▸ TEXT TO READ:
§

Celebrity Apex Drops Labadee For Grand Turk

Key points
- Celebrity Apex's November 15, 2025 sailing from Port Canaveral has dropped Labadee, Haiti in favor of Grand Turk in Turks and Caicos
- Celebrity is auto refunding impacted Labadee shore excursions and temporarily locking some bookings in its app while it retools the voyage record
- The swap aligns with Haiti's Level 4 Do Not Travel advisory and ongoing FAA restrictions on flights to Port au Prince alongside broader industry pullbacks from Labadee
- Grand Turk offers a built for cruise visitors beach, pool and shopping complex plus access to Governor's Beach, Cockburn Town and local history sites
- Guests who chose the itinerary for Labadee's private resort experience should review options with Celebrity or their travel advisor if they feel the change is material
- Future Western Caribbean cruises may see more substitutions or port swaps as lines balance demand for private beach days with security and operational constraints
Impact
- Who Is Affected
- Guests booked on Celebrity Apex's November 15, 2025 sailing from Port Canaveral and on other Apex Labadee itineraries listed as modified
- Itinerary Changes
- Labadee is replaced by a day in Grand Turk late in the cruise while the rest of the seven night schedule remains intact
- Excursions And Refunds
- Prepaid Celebrity operated Labadee excursions are being automatically refunded and new Grand Turk tours will be added for booking
- Booking And App Access
- For several days some reservations may be read only in the Celebrity app or website while the revised itinerary is processed
- Safety Context
- The change reflects Haiti's Level 4 Do Not Travel advisory and concerns about port and air connectivity while Turks and Caicos sits at Level 2
- What Travelers Should Do
- Monitor email and the app, reassess excursion plans around Grand Turk and talk to Celebrity or a travel advisor if the swap alters trip value
Celebrity Cruises has notified guests booked on the November 15, 2025 sailing of Celebrity Apex from Port Canaveral that the ship will no longer call at Labadee, Haiti. The line has instead substituted a call at Grand Turk in Turks and Caicos on November 20 from 8 a.m. to 5 p.m., keeping the rest of the seven night Key West, Bahamas and Caribbean itinerary the same.
A guest letter explains that the change is intended to provide a better experience, and lays out the revised schedule. Apex will sail from Port Canaveral, then visit Key West, Bimini, and Puerto Plata before heading to Grand Turk and returning to Florida after a final sea day.

§

▸ EXCERPTED RECORDS:
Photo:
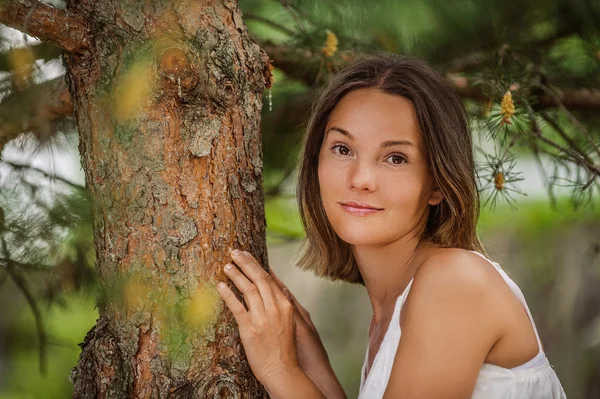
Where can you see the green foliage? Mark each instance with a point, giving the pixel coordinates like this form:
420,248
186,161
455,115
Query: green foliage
66,327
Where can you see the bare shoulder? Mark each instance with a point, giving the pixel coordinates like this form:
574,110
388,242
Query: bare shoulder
455,270
448,327
456,284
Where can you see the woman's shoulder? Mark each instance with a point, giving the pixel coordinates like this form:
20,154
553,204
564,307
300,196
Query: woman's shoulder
456,266
460,284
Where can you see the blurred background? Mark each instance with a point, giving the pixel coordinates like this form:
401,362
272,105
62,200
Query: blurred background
529,75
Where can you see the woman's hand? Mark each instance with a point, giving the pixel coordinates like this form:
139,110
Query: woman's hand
267,328
312,356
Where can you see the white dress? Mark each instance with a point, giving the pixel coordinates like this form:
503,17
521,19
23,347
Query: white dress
535,379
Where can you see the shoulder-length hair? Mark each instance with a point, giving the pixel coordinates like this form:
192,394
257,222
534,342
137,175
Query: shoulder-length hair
443,122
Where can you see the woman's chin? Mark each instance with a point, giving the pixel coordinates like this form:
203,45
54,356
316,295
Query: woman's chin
360,238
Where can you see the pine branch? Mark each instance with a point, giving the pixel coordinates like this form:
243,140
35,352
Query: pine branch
46,174
303,65
37,109
47,23
21,283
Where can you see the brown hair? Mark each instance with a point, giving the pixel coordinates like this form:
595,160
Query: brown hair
443,122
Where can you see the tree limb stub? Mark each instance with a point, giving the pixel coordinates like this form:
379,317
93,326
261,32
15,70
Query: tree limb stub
49,24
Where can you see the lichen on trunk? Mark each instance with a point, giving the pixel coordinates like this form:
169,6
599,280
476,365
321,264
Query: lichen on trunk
167,100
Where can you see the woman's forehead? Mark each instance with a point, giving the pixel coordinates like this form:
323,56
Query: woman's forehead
371,115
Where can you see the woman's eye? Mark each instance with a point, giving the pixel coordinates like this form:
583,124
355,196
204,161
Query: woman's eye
397,159
340,149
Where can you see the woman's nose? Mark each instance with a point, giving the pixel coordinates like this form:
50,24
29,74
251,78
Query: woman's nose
362,177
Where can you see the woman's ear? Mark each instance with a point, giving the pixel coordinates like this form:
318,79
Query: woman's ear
436,196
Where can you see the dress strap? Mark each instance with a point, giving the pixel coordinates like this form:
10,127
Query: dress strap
518,293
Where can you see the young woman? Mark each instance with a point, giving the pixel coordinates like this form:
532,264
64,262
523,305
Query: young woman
388,198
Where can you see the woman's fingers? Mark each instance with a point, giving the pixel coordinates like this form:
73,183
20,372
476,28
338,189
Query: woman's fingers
251,294
237,309
259,277
288,294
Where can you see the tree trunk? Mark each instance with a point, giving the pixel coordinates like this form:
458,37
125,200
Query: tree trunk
167,99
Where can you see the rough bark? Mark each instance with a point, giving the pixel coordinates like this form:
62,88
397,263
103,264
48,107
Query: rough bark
167,99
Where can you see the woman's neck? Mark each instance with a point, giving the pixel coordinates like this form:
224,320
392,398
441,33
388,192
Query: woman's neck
387,270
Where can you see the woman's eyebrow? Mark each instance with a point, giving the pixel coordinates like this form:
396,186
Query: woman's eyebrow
385,144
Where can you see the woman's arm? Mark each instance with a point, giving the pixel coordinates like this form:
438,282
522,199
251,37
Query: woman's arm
312,356
449,324
293,383
267,329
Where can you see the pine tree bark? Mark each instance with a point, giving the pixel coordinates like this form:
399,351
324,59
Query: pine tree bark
167,98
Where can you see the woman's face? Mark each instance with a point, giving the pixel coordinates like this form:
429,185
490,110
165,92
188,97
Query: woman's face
373,155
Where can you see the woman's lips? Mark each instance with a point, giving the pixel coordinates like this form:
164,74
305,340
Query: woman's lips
359,211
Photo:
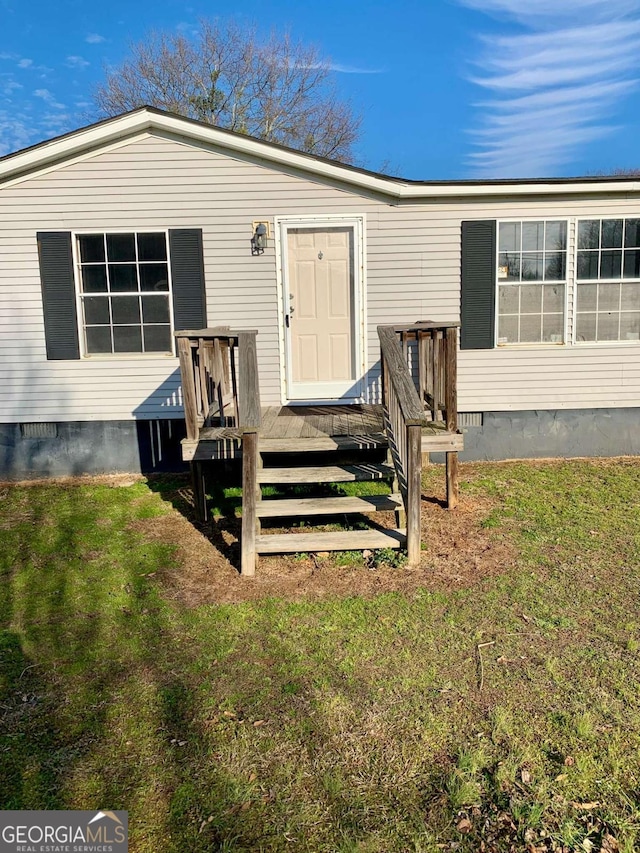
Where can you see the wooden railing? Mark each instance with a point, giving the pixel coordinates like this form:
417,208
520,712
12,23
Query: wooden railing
219,371
404,418
431,348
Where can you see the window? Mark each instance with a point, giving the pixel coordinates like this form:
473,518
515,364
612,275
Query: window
608,280
532,264
125,293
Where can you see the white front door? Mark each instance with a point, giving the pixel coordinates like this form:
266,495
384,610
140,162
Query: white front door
321,312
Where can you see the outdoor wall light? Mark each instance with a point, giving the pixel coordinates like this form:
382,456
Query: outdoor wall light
259,239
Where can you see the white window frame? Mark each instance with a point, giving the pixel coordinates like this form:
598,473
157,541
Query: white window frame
77,266
596,281
565,325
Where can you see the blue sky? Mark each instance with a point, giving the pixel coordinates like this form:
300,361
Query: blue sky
447,89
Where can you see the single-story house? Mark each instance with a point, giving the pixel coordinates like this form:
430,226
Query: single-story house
117,235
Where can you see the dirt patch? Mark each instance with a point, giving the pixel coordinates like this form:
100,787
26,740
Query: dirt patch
458,552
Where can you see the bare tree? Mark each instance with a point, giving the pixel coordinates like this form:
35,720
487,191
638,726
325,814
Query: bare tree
278,90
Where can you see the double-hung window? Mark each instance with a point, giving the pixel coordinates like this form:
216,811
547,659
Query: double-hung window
125,292
608,280
531,281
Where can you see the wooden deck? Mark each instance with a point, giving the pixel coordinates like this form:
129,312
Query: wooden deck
314,428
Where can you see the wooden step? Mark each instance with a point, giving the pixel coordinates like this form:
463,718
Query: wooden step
292,508
327,474
343,540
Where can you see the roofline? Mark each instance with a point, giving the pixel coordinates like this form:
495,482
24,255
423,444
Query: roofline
120,128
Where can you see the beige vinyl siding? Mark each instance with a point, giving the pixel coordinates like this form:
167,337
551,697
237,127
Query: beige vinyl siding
412,272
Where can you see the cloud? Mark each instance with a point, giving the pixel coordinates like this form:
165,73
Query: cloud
49,98
76,62
554,87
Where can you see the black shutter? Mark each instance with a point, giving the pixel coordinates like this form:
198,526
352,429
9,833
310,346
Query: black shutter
478,285
187,275
58,294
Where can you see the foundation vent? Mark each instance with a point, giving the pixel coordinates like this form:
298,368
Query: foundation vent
466,419
39,430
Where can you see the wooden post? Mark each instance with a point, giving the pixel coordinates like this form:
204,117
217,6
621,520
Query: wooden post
249,485
199,491
414,492
451,408
188,387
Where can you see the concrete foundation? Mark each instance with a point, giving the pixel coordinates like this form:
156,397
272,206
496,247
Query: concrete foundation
87,447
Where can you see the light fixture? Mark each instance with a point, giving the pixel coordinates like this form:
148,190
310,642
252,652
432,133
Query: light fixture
259,239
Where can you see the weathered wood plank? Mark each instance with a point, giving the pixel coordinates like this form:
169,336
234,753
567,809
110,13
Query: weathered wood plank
451,379
249,517
320,442
397,373
297,507
249,413
444,443
414,494
348,540
327,474
188,387
452,481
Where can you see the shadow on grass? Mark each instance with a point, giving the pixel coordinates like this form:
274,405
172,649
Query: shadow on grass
111,697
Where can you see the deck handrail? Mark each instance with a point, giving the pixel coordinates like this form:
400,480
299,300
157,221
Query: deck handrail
219,371
432,347
404,419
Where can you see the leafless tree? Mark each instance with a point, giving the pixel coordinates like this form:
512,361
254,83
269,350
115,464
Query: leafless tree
279,90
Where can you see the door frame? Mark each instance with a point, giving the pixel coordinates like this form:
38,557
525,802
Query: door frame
357,223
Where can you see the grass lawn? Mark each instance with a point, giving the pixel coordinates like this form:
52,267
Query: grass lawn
498,713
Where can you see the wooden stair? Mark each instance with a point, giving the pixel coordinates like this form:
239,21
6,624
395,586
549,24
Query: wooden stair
329,505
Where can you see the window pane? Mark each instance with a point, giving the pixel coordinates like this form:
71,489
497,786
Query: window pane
608,297
530,299
630,300
94,279
553,299
152,247
630,327
96,311
154,277
125,309
632,233
157,338
611,264
552,328
91,247
530,328
532,267
586,327
121,247
587,265
508,299
587,297
608,326
611,233
155,309
632,264
508,330
589,234
509,237
555,263
509,267
532,236
127,339
123,278
555,236
98,339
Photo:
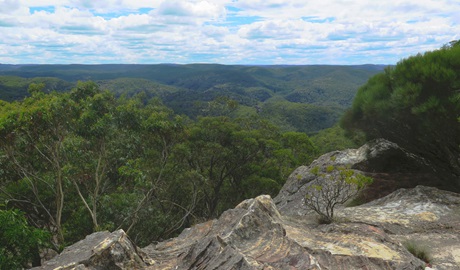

§

▸ REQUIREMENT 1:
Answer these from the Celebrity Apex article:
(a) What advisory level does Turks and Caicos sit at?
(b) During what hours is the Grand Turk call on November 20 scheduled?
(c) Which three ports does Apex visit before heading to Grand Turk?
▸ REQUIREMENT 2: Resume the Celebrity Apex article after its final sentence.
The rows have no connection to the Celebrity Apex article.

▸ EXPECTED ANSWER 1:
(a) Level 2
(b) From 8 a.m. to 5 p.m.
(c) Key West, Bimini, and Puerto Plata

▸ EXPECTED ANSWER 2:
Celebrity is automatically refunding any prepaid Celebrity Cruises shore excursions that were tied to Labadee. Those refunds go back to the original form of payment, and guests are directed to browse Grand Turk options in the Celebrity app or through the My Celebrity Cruises portal once the new excursions have been loaded.
There is a short term systems wrinkle as well. While Celebrity updates the sailing, the company says affected bookings can be temporarily unavailable online and in the app for up to five business days from the date of the letter, which means some guests may briefly lose the ability to tweak dining times, excursions, or packages through self service channels.
How this fits into the wider Labadee pullback
This is not a one off change. Celebrity's travel alert hub now lists multiple Apex sailings with Key West, Bahamas and Labadee itineraries as modified from November 2025 through at least early April 2026, alongside adjustments on Celebrity Beyond and other ships that had Labadee on their Western Caribbean runs.
Other brands under the Royal Caribbean Group umbrella are making similar moves. Royal Caribbean International has extended its pause on Labadee visits through spring 2026, citing escalating violence in Haiti and the United States Level 4 advisory. For those ships, Labadee is being replaced with alternate Caribbean ports or additional sea days depending on the itinerary.
In practice, that means Western Caribbean cruises that once leaned heavily on Labadee for private beach days are now spreading that demand across other ports such as Grand Turk, Cozumel, the Dominican Republic, and the Bahamas. Celebrity's use of Grand Turk on this Apex sailing fits that pattern, steering toward a port with established cruise infrastructure and a more manageable risk profile.
Safety backdrop, Haiti versus Turks and Caicos
Haiti has been sitting at Level 4, Do Not Travel since the State Department reissued its advisory in July 2025, warning specifically of kidnapping, crime, terrorist activity, civil unrest, and limited health care. The advisory notes a state of emergency since March 2024, frequent roadblocks, and widespread gang and organized crime activity that can spill into key transport corridors.
The same advisory points out that Port au Prince's Toussaint Louverture International Airport has seen gunfire in the surrounding neighborhood and that United States commercial flights are not currently operating to or from the capital. The Federal Aviation Administration has a standing prohibition on United States air carriers flying into Port au Prince because of those security concerns.
Cruise lines have long stressed that Labadee is a fenced, controlled private destination on Haiti's northern coast, but the State Department and United States Coast Guard have also flagged concerns about port security in Haiti more generally. With land routes increasingly risky and air links constrained, the buffer between Haiti's instability and cruise operations has eroded.
By contrast, the Turks and Caicos Islands sit at Level 2, Exercise Increased Caution due to crime. The advisory highlights opportunistic crimes and strict laws around firearms and ammunition, however it does not call for people to avoid travel entirely. Grand Turk, in particular, is a small island where the dedicated Grand Turk Cruise Center acts as a purpose built enclave for cruise visitors, with shops, restaurants, a large pool, and a beach directly in front of the pier.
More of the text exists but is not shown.